Requirement A: Add 44 to every number in the answers of the records, meaning the viewBox dimensions and path coordinates, and reproduce all the lines between the one holding "Trace the outline of every instance of the scattered" and the one holding "185 37 L 185", inclusive, with the requests kept unchanged. Return only those lines.

Excerpt to read:
- - - - - - -
Know exactly what your transaction will cost before you hit send. Satoshi API estimates fees based on your transaction shape and current mempool conditions.
Three endpoints that turn fee rates into actual transaction costs — so your users see a dollar amount, not a sat/vB number they have to decode.
The core calculator endpoint. Pass the number of inputs and outputs in your transaction and get back the estimated virtual size plus the total fee in satoshis at three priority tiers. This is what wallets need to show a fee preview before the user signs.
Human-readable fee recommendations with three priority tiers: high (next block), medium (within 6 blocks), and low (within 24 blocks). Returns the sat/vB rate for each tier plus a plain-language recommendation. Multiply the rate by your transaction's vBytes to get the total cost.
The "should I send now or wait?" decision engine. Analyzes fee spread, urgency premium, and mempool congestion to give you a send/wait verdict. If your transaction is not urgent, this endpoint tells you whether waiting could save money.
Bitcoin transaction fees are not based on the amount of BTC you send. They are based on how much block space your transaction consumes, measured in virtual bytes (vBytes).
Every Bitcoin block has a maximum weight of 4 million weight units, which translates to roughly 1 million vBytes of transaction data. When more transactions compete for that space, the fee rate (measured in sat/vB) goes up. When demand drops, fees fall.
Your transaction's size in vBytes depends on three things:
The total fee formula is straightforward: fee = vBytes x sat/vB rate. A 226 vByte transaction at 10 sat/vB costs 2,260 satoshis. At $85,000/BTC, that is about $1.92. The same transaction at 50 sat/vB costs 11,300 satoshis (~$9.60).
Miners prioritize transactions with higher sat/vB rates. If you set your fee too low, your transaction sits in the mempool until congestion clears. If you set it too high, you overpay for block space you did not need to bid on.
Most Bitcoin users overpay on transaction fees because their wallet picks a fee rate without context. A fee calculator API fixes this by giving your application three capabilities:
The /fees/estimate-tx endpoint takes input and output counts and returns the total fee in satoshis at three priority levels. Your users see "this transaction will cost 2,192 sats (~$1.86)" instead of a cryptic "9.7 sat/vB" number they cannot interpret.
The /fees/landscape endpoint analyzes current mempool conditions and returns a send-or-wait recommendation. If fees are temporarily elevated, it tells your app to wait. On a typical week, the difference between peak and off-peak fees can be 5-10x — that is real money on larger transactions or high-volume payment flows.
Satoshi API refreshes fee data from your Bitcoin Core node every 10 seconds. Many wallets use hardcoded fee rates or poll infrequently, leading to overpayment during fee drops or stuck transactions during fee spikes. Real-time data means your fee estimate matches what miners actually expect right now.
- - - - - - -
Dataset:
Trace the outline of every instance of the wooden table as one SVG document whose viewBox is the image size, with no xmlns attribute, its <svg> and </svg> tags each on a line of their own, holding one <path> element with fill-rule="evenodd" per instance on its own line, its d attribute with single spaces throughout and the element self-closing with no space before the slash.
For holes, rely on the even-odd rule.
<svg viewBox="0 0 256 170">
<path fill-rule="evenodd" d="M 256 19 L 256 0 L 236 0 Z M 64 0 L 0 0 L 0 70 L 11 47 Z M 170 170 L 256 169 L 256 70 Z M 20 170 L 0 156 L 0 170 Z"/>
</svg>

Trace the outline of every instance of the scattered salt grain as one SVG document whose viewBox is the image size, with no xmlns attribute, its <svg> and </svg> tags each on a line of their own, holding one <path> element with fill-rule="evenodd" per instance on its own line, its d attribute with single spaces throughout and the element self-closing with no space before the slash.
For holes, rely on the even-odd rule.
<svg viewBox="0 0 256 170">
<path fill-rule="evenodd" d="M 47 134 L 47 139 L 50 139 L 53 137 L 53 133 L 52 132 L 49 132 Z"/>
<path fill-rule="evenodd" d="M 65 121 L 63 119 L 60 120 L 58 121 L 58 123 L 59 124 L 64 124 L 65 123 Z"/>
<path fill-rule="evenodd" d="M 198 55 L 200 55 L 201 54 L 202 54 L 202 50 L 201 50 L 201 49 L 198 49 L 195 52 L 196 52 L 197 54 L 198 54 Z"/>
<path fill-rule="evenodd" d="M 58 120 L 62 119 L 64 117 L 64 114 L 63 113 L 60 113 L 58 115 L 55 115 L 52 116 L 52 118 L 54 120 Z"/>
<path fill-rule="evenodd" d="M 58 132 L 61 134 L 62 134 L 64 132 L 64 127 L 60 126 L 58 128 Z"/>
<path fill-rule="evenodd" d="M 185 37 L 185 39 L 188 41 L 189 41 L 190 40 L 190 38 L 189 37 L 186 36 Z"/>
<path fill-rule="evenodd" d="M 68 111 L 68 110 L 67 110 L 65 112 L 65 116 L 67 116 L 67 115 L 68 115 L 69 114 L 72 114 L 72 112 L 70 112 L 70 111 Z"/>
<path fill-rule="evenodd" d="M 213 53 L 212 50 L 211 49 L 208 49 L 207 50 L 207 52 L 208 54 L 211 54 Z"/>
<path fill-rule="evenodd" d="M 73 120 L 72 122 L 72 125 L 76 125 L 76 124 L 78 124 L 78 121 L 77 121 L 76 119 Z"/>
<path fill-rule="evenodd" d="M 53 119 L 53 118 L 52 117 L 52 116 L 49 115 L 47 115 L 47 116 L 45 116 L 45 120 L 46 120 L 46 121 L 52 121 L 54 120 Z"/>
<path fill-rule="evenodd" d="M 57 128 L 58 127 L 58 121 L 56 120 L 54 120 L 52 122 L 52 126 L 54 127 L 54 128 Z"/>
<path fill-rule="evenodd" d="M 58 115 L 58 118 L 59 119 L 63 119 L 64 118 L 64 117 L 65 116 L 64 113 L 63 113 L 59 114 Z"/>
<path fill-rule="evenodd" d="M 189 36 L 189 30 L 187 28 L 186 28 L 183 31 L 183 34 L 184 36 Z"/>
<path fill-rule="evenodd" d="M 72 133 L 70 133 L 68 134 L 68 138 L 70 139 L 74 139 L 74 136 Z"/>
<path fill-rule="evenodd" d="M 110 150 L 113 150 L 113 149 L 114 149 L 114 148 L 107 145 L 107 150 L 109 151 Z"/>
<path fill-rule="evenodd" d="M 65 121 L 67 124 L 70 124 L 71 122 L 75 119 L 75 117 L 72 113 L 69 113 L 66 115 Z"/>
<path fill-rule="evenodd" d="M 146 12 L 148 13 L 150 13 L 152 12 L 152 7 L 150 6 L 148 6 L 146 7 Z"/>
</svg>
- - - - - - -
Requirement B:
Answer these questions from the text on Bitcoin fee estimation, one line per answer:
(i) What is the maximum weight of a Bitcoin block?
(ii) How often does Satoshi API refresh its fee data?
(iii) Within how many blocks does the low priority tier aim to confirm?

Response A:
Trace the outline of every instance of the scattered salt grain as one SVG document whose viewBox is the image size, with no xmlns attribute, its <svg> and </svg> tags each on a line of their own, holding one <path> element with fill-rule="evenodd" per instance on its own line, its d attribute with single spaces throughout and the element self-closing with no space before the slash.
For holes, rely on the even-odd rule.
<svg viewBox="44 44 300 214">
<path fill-rule="evenodd" d="M 91 178 L 91 183 L 94 183 L 97 181 L 97 177 L 96 176 L 93 176 Z"/>
<path fill-rule="evenodd" d="M 109 165 L 107 163 L 104 164 L 102 165 L 102 167 L 103 168 L 108 168 L 109 167 Z"/>
<path fill-rule="evenodd" d="M 242 99 L 244 99 L 245 98 L 246 98 L 246 94 L 245 94 L 245 93 L 242 93 L 239 96 L 240 96 L 241 98 L 242 98 Z"/>
<path fill-rule="evenodd" d="M 102 164 L 106 163 L 108 161 L 108 158 L 107 157 L 104 157 L 102 159 L 99 159 L 96 160 L 96 162 L 98 164 Z"/>
<path fill-rule="evenodd" d="M 102 176 L 105 178 L 106 178 L 108 176 L 108 171 L 104 170 L 102 172 Z"/>
<path fill-rule="evenodd" d="M 229 81 L 229 83 L 232 85 L 233 85 L 234 84 L 234 82 L 233 81 L 230 80 Z"/>

Response B:
(i) 4 million weight units
(ii) Every 10 seconds
(iii) Within 24 blocks